Rows of box annotation data
□ □ □ □ □ □ □

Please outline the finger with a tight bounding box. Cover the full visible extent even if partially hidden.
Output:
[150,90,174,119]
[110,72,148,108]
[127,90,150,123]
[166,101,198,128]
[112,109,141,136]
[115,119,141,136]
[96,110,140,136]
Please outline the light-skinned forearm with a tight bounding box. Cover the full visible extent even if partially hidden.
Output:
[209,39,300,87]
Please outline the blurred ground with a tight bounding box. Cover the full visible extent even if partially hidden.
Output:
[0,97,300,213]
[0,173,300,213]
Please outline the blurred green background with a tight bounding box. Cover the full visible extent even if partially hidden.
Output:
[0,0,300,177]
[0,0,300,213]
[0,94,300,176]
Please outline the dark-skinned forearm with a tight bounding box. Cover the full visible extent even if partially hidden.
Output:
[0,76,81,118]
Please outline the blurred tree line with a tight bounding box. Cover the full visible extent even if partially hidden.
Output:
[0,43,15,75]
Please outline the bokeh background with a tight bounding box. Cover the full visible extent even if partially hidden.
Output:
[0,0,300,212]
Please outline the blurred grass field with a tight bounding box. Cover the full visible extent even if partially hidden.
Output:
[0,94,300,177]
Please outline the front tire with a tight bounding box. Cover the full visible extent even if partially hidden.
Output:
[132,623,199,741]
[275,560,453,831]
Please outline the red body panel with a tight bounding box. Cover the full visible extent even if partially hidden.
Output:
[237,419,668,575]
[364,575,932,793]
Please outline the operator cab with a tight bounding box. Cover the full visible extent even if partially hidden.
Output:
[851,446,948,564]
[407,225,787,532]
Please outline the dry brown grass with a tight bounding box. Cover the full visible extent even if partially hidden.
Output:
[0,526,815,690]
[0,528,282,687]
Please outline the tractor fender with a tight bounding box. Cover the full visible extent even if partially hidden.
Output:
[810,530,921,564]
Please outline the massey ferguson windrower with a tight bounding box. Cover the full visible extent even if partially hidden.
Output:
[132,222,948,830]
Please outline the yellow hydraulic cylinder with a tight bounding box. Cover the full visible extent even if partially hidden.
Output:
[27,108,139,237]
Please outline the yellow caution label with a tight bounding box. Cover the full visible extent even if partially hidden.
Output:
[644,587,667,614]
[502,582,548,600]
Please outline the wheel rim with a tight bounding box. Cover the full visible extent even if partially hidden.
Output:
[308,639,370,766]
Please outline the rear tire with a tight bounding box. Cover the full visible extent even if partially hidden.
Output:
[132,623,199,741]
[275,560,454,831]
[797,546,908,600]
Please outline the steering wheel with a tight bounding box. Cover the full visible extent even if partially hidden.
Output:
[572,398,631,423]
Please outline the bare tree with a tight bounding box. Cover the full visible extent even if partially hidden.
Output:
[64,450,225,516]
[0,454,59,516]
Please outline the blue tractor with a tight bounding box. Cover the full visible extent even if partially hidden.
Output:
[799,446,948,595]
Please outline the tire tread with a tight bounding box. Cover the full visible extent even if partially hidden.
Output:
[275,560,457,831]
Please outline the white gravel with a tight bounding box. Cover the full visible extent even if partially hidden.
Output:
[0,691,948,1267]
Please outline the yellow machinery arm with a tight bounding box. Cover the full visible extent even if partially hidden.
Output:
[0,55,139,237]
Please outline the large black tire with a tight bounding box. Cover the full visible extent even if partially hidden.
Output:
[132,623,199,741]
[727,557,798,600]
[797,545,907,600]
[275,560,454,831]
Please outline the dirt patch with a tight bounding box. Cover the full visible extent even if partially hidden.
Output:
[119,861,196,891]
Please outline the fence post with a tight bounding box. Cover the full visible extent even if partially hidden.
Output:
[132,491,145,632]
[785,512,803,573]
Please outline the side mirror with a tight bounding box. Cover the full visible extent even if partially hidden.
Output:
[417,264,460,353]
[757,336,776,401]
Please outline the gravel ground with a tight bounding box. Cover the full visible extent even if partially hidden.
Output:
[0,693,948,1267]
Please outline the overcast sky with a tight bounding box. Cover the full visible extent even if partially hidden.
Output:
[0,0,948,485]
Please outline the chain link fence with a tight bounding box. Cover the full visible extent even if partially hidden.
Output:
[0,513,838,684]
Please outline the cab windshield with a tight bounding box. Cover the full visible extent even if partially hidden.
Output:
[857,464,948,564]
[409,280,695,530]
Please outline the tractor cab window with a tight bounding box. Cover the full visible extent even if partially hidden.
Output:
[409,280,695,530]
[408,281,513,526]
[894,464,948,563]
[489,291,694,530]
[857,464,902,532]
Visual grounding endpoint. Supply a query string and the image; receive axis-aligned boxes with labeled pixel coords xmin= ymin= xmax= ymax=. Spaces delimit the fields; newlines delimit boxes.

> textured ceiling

□ □ □ □ □ □ □

* **What is being asked**
Rewrite the records above with every "tight bounding box" swapped for "snug bounding box", changing nothing else.

* **Finished answer**
Please outline the finger with a snug bounding box. Cover the full visible extent even if partially hidden.
Output:
[150,90,174,119]
[110,72,148,108]
[127,90,150,123]
[166,101,198,128]
[112,109,141,136]
[115,119,141,136]
[96,110,140,136]
Please outline the light-skinned forearm with a snug bounding box. Cover the full visible extent even if partially hidden.
Output:
[209,39,300,87]
Please outline the blurred ground with a snug bounding box. Cover the full visible extent even if partially hidden.
Output:
[0,97,300,213]
[0,173,300,213]
Please outline the blurred green background with a snug bounding box. Cover the full visible extent even if partially hidden.
Output:
[0,0,300,177]
[0,0,300,213]
[0,94,300,176]
Please outline the dark-skinned forearm with a snug bounding box. Cover the full visible extent even if partially hidden.
Output:
[0,76,81,118]
Please outline the blurred tree line with a snug bounding box. Cover the full visible extent even if partially hidden.
Output:
[0,43,15,75]
Please outline the bokeh background with a snug bounding box. Cover the full visible extent even if partially hidden.
Output:
[0,0,300,212]
Please outline the blurred grass field with a snug bounding box. Cover the full visible extent even if partially hidden.
Output:
[0,94,300,177]
Please outline the front tire with a snug bounding box. Cover the full visible extent even if partially hidden.
Output:
[132,623,199,741]
[275,560,453,831]
Please outline the red body panel with a snug bounding box. Cover the full visible extent even if partially hidden.
Output:
[237,419,668,575]
[364,575,932,793]
Please outline the operator cab with a snug bounding box. Cover the full visible extent even if partially hidden.
Output:
[851,446,948,564]
[407,225,787,532]
Please outline the dry brown grass with a snug bounding box. Cover the full visible extent even if partially hidden.
Output:
[0,526,815,690]
[0,528,282,687]
Please outline the tractor fender with a snug bounding box. Cover the full visible extent even if partially hidden.
Output:
[810,530,921,564]
Please outline the massey ferguson windrower with a snug bounding box. Cover the full visible extent even if partially hidden.
Output:
[132,222,948,830]
Please outline the yellow hydraulic cylinder with a snug bounding box. Cover the full visible extent even if partially hidden.
Output:
[27,108,139,237]
Please outline the yellow caution label with a snug bounding box. Cover the full visible extent even if partially hidden.
Output:
[644,587,667,614]
[502,582,548,600]
Please outline the wheel rim with a snug bounding box. Cover the full visible extent even if partially hidden.
Output:
[308,639,370,766]
Please outline the rear tire with a snug bounding box. Cover the full visible extent even if partially hidden.
Output:
[132,623,199,741]
[275,560,454,831]
[797,546,908,600]
Please outline the steering wheel with a snug bounding box. Cover the full visible extent even if partially hidden.
Output:
[572,398,631,423]
Please outline the bare tree with a snug bounding box. Cover the full visible extent even if partially hidden.
Output:
[64,450,225,516]
[0,454,59,516]
Please outline the blue tractor with a snug bounding box. Cover the full visible extent even if partially hidden.
Output:
[799,446,948,595]
Please outline the tire tread with a snug bounding box. Cover the full visible extent even if partially hidden.
Output:
[275,560,457,831]
Please outline the white gravel with a snug bounding box. Cover the full visible extent even if partially hidden.
Output:
[0,691,948,1267]
Please outline the yellow machinery arm with a snug bounding box. Cover the full visible extent even if partially hidden.
Output:
[0,55,139,237]
Please outline the large black tire with a snug bounding box. Cover the full visible extent even if partially hidden.
Output:
[132,623,199,741]
[727,557,798,600]
[797,545,907,600]
[275,560,454,831]
Please outline the dirt patch with a snug bounding box. Cover the full visible extent even if partially hidden.
Output:
[119,861,196,891]
Please outline the fence post with a snug bounding box. Cover the full visible extent even if partially hidden.
Output:
[132,491,145,632]
[785,512,803,573]
Please outline the side mirror with a snug bounding box. Cover the full visible extent even if partially hidden.
Output:
[417,264,460,353]
[757,336,776,401]
Please outline the gravel ground with a snug bounding box. Cover the full visible extent even if partially hidden.
Output:
[0,693,948,1267]
Please outline the overcast sky with a snug bounding box. Cover the full visible extent even if partially hidden.
Output:
[0,0,948,485]
Please outline the chain link fence with a snug bounding box. Cover the full visible extent even if partially hidden.
Output:
[0,513,838,684]
Please outline the cab windshield with a snug bounding box. Cover the full visible extent even if partially hidden.
Output:
[857,464,948,564]
[409,280,695,530]
Please outline the tractor cab window with a snug bounding box. Cover the full visible extent even if partially hidden.
Output:
[409,280,695,530]
[408,281,513,526]
[894,464,948,563]
[489,291,694,530]
[857,464,902,532]
Visual grounding endpoint. Supply a query string and the image; receive axis-aligned boxes with labeled pixel coords xmin= ymin= xmax= ymax=. Spaces delimit the fields; newlines delimit boxes.

> textured ceiling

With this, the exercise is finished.